#### [Requirement]
When you reach the line with "positive clicks: (3, 71)" in the data below, begin printing lines exactly, and stop once the line with "positive clicks: (273, 118) (278, 118)" has been printed.

::: Data extract

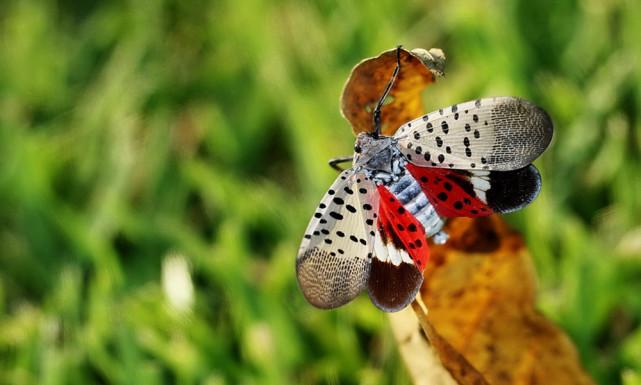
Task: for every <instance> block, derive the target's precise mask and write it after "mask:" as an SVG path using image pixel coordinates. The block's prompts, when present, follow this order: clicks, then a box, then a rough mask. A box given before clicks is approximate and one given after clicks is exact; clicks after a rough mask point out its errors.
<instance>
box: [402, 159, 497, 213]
mask: <svg viewBox="0 0 641 385" xmlns="http://www.w3.org/2000/svg"><path fill="white" fill-rule="evenodd" d="M406 167H407V169H408V171H409V172H410V173H411V174H412V176H414V178H415V179H416V180H417V181H418V182H419V185H420V186H421V189H422V190H423V192H424V193H425V195H426V196H427V198H428V200H429V201H430V203H431V204H432V205H433V206H434V209H435V210H436V212H437V213H438V214H439V215H441V216H443V217H449V218H452V217H475V216H485V215H490V214H491V213H492V210H491V209H489V208H488V207H487V205H486V204H485V203H483V202H482V201H481V200H480V199H478V197H476V193H475V192H474V186H473V185H472V183H471V182H470V176H471V175H472V174H471V173H472V172H471V171H464V170H449V169H443V168H431V167H419V166H416V165H414V164H408V165H407V166H406ZM423 177H425V179H427V181H428V182H424V181H423ZM439 181H441V182H439ZM463 203H465V204H463ZM483 208H486V211H483V210H482V209H483ZM472 210H474V212H472Z"/></svg>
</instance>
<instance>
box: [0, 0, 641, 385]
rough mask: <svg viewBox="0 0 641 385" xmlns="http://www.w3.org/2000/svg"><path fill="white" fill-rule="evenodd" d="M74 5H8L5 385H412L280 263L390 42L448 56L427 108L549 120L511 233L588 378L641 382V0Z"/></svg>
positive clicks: (366, 331) (552, 314)
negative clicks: (517, 115)
mask: <svg viewBox="0 0 641 385" xmlns="http://www.w3.org/2000/svg"><path fill="white" fill-rule="evenodd" d="M73 3H74V2H70V1H58V2H54V1H35V0H34V1H29V0H27V1H19V0H6V1H3V3H2V6H1V7H0V383H10V384H88V383H97V384H101V383H114V384H152V383H178V384H196V383H198V384H209V385H213V384H236V383H242V384H283V383H305V384H307V383H340V384H355V383H359V384H402V383H409V379H408V377H407V375H406V374H405V372H404V368H403V364H402V363H401V361H400V360H399V358H398V355H397V352H396V348H395V346H394V343H393V339H392V337H391V333H390V332H389V329H388V326H387V322H386V318H385V316H384V315H383V314H382V313H380V312H379V311H378V310H376V309H375V308H374V307H373V306H372V305H371V304H370V303H369V301H368V300H367V298H359V299H358V300H356V301H355V302H354V303H352V304H350V305H348V306H346V307H344V308H341V309H339V310H335V311H331V312H326V311H319V310H315V309H313V308H311V307H310V306H309V305H307V304H306V303H305V301H304V299H303V298H302V295H301V294H300V292H299V290H298V288H297V286H296V280H295V274H294V258H295V253H296V250H297V248H298V242H299V240H300V237H301V235H302V232H303V230H304V228H305V226H306V223H307V220H308V217H309V215H311V213H312V211H313V208H314V207H315V205H316V204H317V201H318V199H319V198H320V196H321V195H322V193H323V190H324V189H325V188H327V186H329V184H330V182H331V180H332V179H333V177H334V175H335V173H334V172H333V171H332V170H330V169H329V167H327V165H326V160H327V159H328V158H330V157H332V156H336V155H340V154H346V153H349V152H350V149H351V147H352V145H353V139H352V134H351V130H350V127H349V125H348V124H347V122H346V121H344V120H343V119H342V118H341V117H340V115H339V113H338V98H339V95H340V91H341V88H342V85H343V83H344V82H345V80H346V78H347V75H348V73H349V71H350V69H351V67H352V66H353V65H354V64H355V63H357V62H358V61H359V60H361V59H362V58H365V57H369V56H374V55H377V54H378V53H379V52H381V51H383V50H386V49H389V48H391V47H394V46H395V45H397V44H399V43H402V44H404V45H405V46H406V47H409V48H413V47H425V48H428V47H432V46H437V47H441V48H443V49H444V50H445V52H446V54H447V55H448V67H447V76H446V77H445V78H444V79H442V80H441V82H440V83H439V84H437V85H435V86H433V87H431V88H430V90H429V92H426V94H425V96H426V105H427V107H428V108H429V109H433V108H437V107H439V106H444V105H448V104H451V103H455V102H460V101H463V100H467V99H472V98H477V97H480V96H491V95H502V94H505V95H516V96H522V97H525V98H527V99H530V100H533V101H534V102H536V103H538V104H540V105H541V106H543V107H544V108H545V109H546V110H547V111H549V113H550V114H551V115H552V116H553V118H554V121H555V123H556V132H555V139H554V141H553V143H552V146H551V148H550V149H549V150H548V151H547V152H546V153H545V154H544V156H543V157H542V159H541V160H539V161H538V162H537V166H538V167H539V168H540V169H541V172H542V175H543V183H544V185H543V192H542V194H541V196H540V197H539V198H538V199H537V201H536V202H535V203H534V204H532V205H531V206H530V207H529V208H528V209H526V210H524V211H523V212H521V213H518V214H514V215H511V216H510V217H509V220H510V221H511V223H512V224H513V225H514V226H515V227H517V228H518V229H519V230H520V231H522V232H523V233H524V235H525V237H526V240H527V243H528V245H529V247H530V250H531V251H532V254H533V256H534V259H535V264H536V267H537V270H538V276H539V283H540V285H539V292H540V299H539V305H540V308H541V309H542V310H543V311H544V312H545V313H546V314H547V315H548V316H549V317H550V318H552V319H553V320H554V321H555V322H557V323H558V324H559V325H560V326H561V327H563V328H564V329H565V330H566V331H567V332H568V334H569V335H570V337H571V338H572V340H573V341H574V342H575V344H576V345H577V347H578V349H579V351H580V355H581V358H582V361H583V362H584V363H585V366H586V367H587V369H588V370H589V372H590V373H591V374H592V375H593V376H594V377H595V378H596V379H597V380H598V382H599V383H600V384H619V383H625V384H626V385H636V384H639V383H641V380H640V378H641V295H639V294H640V293H641V219H640V217H641V171H640V170H641V116H640V112H641V70H640V68H641V44H639V36H640V35H641V25H639V21H638V20H640V19H641V4H639V3H638V2H635V1H632V0H619V1H614V0H612V1H583V2H576V1H564V2H557V1H552V0H546V1H538V2H530V1H525V0H521V1H514V2H513V1H507V0H505V1H500V0H497V1H473V0H469V1H458V0H457V1H453V2H445V1H443V2H428V3H429V4H428V5H426V4H424V2H419V1H407V2H405V3H404V4H400V3H398V2H396V1H391V0H389V1H383V2H377V3H376V4H373V3H371V4H370V3H367V2H362V4H353V3H350V2H343V1H318V2H316V3H307V2H296V1H291V0H290V1H288V0H283V1H266V0H244V1H242V2H236V1H231V0H220V1H216V2H205V1H180V2H179V1H171V0H167V1H165V2H160V1H154V0H149V1H129V2H127V1H118V2H107V1H102V2H100V1H99V2H92V3H89V2H88V3H86V4H82V5H76V4H73ZM172 255H180V256H181V257H180V258H184V260H186V261H187V262H188V265H189V269H188V270H189V272H190V278H191V282H192V283H193V287H194V298H193V303H191V305H189V303H188V305H187V306H188V309H186V310H185V309H183V310H180V309H181V308H180V306H179V305H177V304H176V303H175V302H171V301H169V300H168V297H167V294H166V292H165V291H164V289H163V286H162V278H161V277H162V271H163V270H162V266H163V263H166V261H167V260H168V259H171V258H170V257H171V256H172ZM172 303H174V305H172Z"/></svg>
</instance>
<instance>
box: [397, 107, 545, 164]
mask: <svg viewBox="0 0 641 385" xmlns="http://www.w3.org/2000/svg"><path fill="white" fill-rule="evenodd" d="M553 132H554V126H553V123H552V119H551V118H550V115H548V113H547V112H545V110H543V109H542V108H541V107H539V106H537V105H535V104H534V103H531V102H528V101H526V100H523V99H519V98H515V97H512V96H500V97H493V98H484V99H477V100H472V101H468V102H464V103H460V104H455V105H452V106H449V107H445V108H441V109H439V110H437V111H434V112H431V113H429V114H427V115H424V116H422V117H421V118H418V119H415V120H413V121H411V122H408V123H406V124H405V125H403V126H401V127H400V128H399V130H398V131H397V132H396V134H395V135H394V136H395V137H396V139H397V140H398V144H399V148H400V150H401V152H402V153H403V155H404V156H405V157H406V158H407V160H409V161H410V162H411V163H413V164H415V165H417V166H421V167H440V168H450V169H461V170H474V169H477V170H496V171H508V170H515V169H519V168H522V167H525V166H527V165H528V164H530V163H532V161H533V160H534V159H536V158H537V157H538V156H539V155H541V153H543V151H544V150H545V149H546V148H547V147H548V145H549V144H550V141H551V140H552V135H553Z"/></svg>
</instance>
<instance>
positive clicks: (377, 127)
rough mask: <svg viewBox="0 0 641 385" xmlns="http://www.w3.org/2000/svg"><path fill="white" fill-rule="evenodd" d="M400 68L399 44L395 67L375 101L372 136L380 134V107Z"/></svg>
mask: <svg viewBox="0 0 641 385" xmlns="http://www.w3.org/2000/svg"><path fill="white" fill-rule="evenodd" d="M400 70H401V46H400V45H399V46H398V47H396V68H394V73H393V74H392V78H391V79H390V80H389V82H388V83H387V87H385V91H384V92H383V96H381V98H380V99H379V101H378V103H376V108H374V138H378V136H379V135H380V134H381V107H383V103H384V102H385V99H386V98H387V95H389V92H390V91H391V89H392V86H393V85H394V82H395V81H396V76H398V72H399V71H400Z"/></svg>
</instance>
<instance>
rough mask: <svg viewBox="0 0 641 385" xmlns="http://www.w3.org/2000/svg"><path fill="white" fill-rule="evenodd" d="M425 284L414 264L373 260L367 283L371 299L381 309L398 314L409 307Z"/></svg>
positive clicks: (384, 310)
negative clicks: (400, 263) (398, 313)
mask: <svg viewBox="0 0 641 385" xmlns="http://www.w3.org/2000/svg"><path fill="white" fill-rule="evenodd" d="M422 283H423V274H421V272H420V271H419V270H418V269H417V268H416V266H414V264H413V263H405V262H401V264H400V265H399V266H394V265H393V264H391V263H389V262H382V261H380V260H378V259H377V258H374V259H372V266H371V268H370V274H369V280H368V283H367V288H368V293H369V297H370V299H371V300H372V302H373V303H374V305H376V306H377V307H378V308H379V309H381V310H383V311H386V312H396V311H399V310H402V309H403V308H405V307H406V306H407V305H409V304H410V303H411V302H412V301H413V300H414V298H415V297H416V293H417V292H418V290H419V289H420V287H421V284H422Z"/></svg>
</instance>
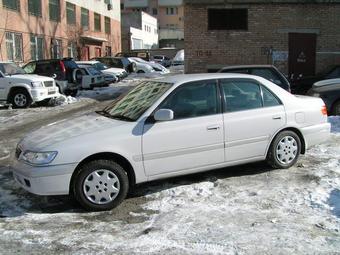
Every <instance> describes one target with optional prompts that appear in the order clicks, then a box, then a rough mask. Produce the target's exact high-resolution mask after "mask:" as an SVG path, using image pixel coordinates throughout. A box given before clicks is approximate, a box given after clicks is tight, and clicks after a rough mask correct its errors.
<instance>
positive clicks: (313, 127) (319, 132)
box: [301, 123, 331, 149]
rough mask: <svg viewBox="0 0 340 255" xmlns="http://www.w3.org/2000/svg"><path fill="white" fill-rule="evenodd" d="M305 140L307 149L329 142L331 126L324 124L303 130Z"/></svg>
mask: <svg viewBox="0 0 340 255" xmlns="http://www.w3.org/2000/svg"><path fill="white" fill-rule="evenodd" d="M301 131H302V134H303V136H304V138H305V144H306V149H308V148H310V147H311V146H314V145H316V144H320V143H323V142H325V141H327V140H328V139H329V137H330V133H331V124H330V123H323V124H319V125H313V126H310V127H305V128H302V129H301Z"/></svg>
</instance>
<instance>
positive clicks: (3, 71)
mask: <svg viewBox="0 0 340 255" xmlns="http://www.w3.org/2000/svg"><path fill="white" fill-rule="evenodd" d="M0 71H1V72H2V73H3V74H4V75H15V74H26V72H25V71H24V69H22V68H21V67H19V66H17V65H16V64H14V63H1V64H0Z"/></svg>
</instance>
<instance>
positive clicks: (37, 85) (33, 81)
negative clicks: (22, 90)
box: [31, 81, 44, 88]
mask: <svg viewBox="0 0 340 255" xmlns="http://www.w3.org/2000/svg"><path fill="white" fill-rule="evenodd" d="M31 85H32V87H33V88H41V87H44V85H43V83H42V82H41V81H33V82H31Z"/></svg>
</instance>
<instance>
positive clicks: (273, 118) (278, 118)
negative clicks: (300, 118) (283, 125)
mask: <svg viewBox="0 0 340 255" xmlns="http://www.w3.org/2000/svg"><path fill="white" fill-rule="evenodd" d="M280 119H281V116H273V120H280Z"/></svg>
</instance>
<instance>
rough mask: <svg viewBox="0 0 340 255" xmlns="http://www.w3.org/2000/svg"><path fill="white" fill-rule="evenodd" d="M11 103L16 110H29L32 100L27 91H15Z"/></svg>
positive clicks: (29, 95) (23, 90)
mask: <svg viewBox="0 0 340 255" xmlns="http://www.w3.org/2000/svg"><path fill="white" fill-rule="evenodd" d="M9 101H10V102H11V104H12V105H13V107H14V108H27V107H29V106H30V105H31V104H32V98H31V96H30V95H29V94H28V92H27V90H25V89H16V90H14V91H13V92H12V93H11V96H10V100H9Z"/></svg>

::::::

#### [Result of this task]
positive clicks: (3, 71)
mask: <svg viewBox="0 0 340 255" xmlns="http://www.w3.org/2000/svg"><path fill="white" fill-rule="evenodd" d="M0 71H1V72H2V73H3V74H4V75H15V74H26V72H25V71H24V69H22V68H21V67H19V66H17V65H16V64H14V63H1V64H0Z"/></svg>
</instance>
<instance>
positive clicks: (37, 85) (33, 81)
negative clicks: (22, 90)
box: [31, 81, 44, 88]
mask: <svg viewBox="0 0 340 255" xmlns="http://www.w3.org/2000/svg"><path fill="white" fill-rule="evenodd" d="M31 85H32V87H33V88H41V87H44V85H43V83H42V82H41V81H33V82H31Z"/></svg>
</instance>
<instance>
positive clicks: (273, 118) (278, 118)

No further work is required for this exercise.